**EXCERPTED TEXT**
Appeals decided by Senior Hearing Officer Amy S. Westermann (Hearing Officer).
In all three cases, Complainants appealed on the ground of overvaluation. Respondent initially set the true market value (TMV) of the subject properties, classified as commercial properties. The BOE independently determined that the subject properties were commercial properties and valued them at the same amount as Respondent’s valuations. The State Tax Commission (STC) takes this appeal to determine the TMV of the subject properties on January 1, 2015.
The Hearing Officer, having considered all of the competent evidence upon the whole record, enters the following Decision and Order.
FINDINGS OF FACT
- Jurisdiction. Jurisdiction over these appeals is proper. Complainants timely appealed to the STC.
- Evidentiary Hearing. The parties waived an evidentiary hearing and agreed to submit the appeals on the record of exhibits and evidence. In addition to the exhibits and evidence, the parties submitted written briefs setting out the applicable facts and legal arguments in the appeals.
- Identification of Subject Properties. The subject properties are identified as follows:
|STC Appeal||Identification of Property||Address
|Appeal No. 15-11871||Parcel/locator No. 13G231656||7325 West Florissant Ave.
St. Louis County, MO
|Appeal No. 15-11872||Parcel/locator No. 13G311680||6819 West Florissant Ave.
St. Louis County, MO
|Appeal No. 15-11873||Parcel/locator No. 13G311691||5814 Janet Ave.
St. Louis County, MO
- Description of Subject Properties. The subject properties consist of three parcels amounting to approximately .83 of an acre of real property classified as commercial and located at the addresses referenced in the table, above. The two parcels located at 7325 West Florissant and 6819 West Florissant consist of automobile service garage buildings. The parcel at 5814 Janet Avenue is vacant land.
- Assessment. Respondent initially set a TMV of the subject properties, classified as commercial, as follows:
|STC Appeal||Identification of Property||Respondent’s Appraised TMV
|Appeal No. 15-11871||7325 West Florissant Ave.
St. Louis County, MO
Parcel/locator No. 13G231656
|Appeal No. 15-11872||6819 West Florissant Ave.
St. Louis County, MO
Parcel/locator No. 13G311680
|Appeal No. 15-11873||5814 Janet Ave.
St. Louis County, MO
Parcel/locator No. 13G311691
- Board of Equalization. The BOE independently valued the subject properties, as commercial property, at the same amount as Respondent’s valuations.

**WRITTEN INSTRUCTION 1**
How would you restate the paragraph beginning "Description of Subject Properties" from the tax appeal decision as a brief list that keeps its main facts?
**WRITTEN INSTRUCTION 2**
Which parcel/locator numbers appear in the tax appeal decision?

(Box annotations for photos)
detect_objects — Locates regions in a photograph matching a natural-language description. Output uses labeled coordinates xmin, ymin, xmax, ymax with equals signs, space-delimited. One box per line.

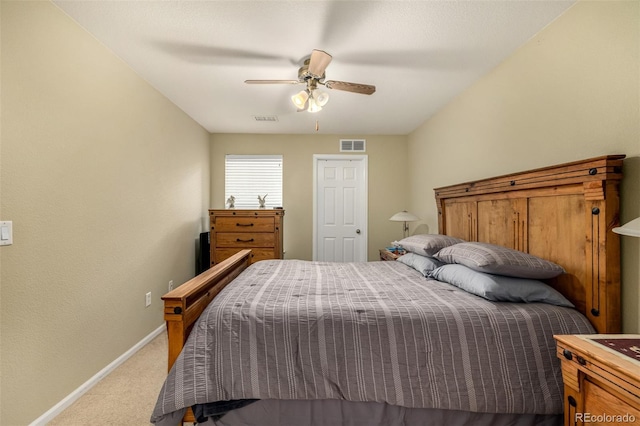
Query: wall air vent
xmin=340 ymin=139 xmax=366 ymax=152
xmin=253 ymin=115 xmax=278 ymax=121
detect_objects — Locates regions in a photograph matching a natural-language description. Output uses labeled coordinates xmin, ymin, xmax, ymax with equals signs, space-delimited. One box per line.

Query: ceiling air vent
xmin=340 ymin=139 xmax=366 ymax=152
xmin=253 ymin=115 xmax=278 ymax=121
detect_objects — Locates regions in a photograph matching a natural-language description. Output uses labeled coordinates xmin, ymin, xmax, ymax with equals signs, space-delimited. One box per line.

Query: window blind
xmin=224 ymin=154 xmax=282 ymax=209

**FULL SOLUTION 1**
- Three parcels, about .83 of an acre in total, classified as commercial and located at the addresses in the table
- 7325 West Florissant and 6819 West Florissant: automobile service garage buildings
- 5814 Janet Avenue: vacant land

**FULL SOLUTION 2**
- 13G231656
- 13G311680
- 13G311691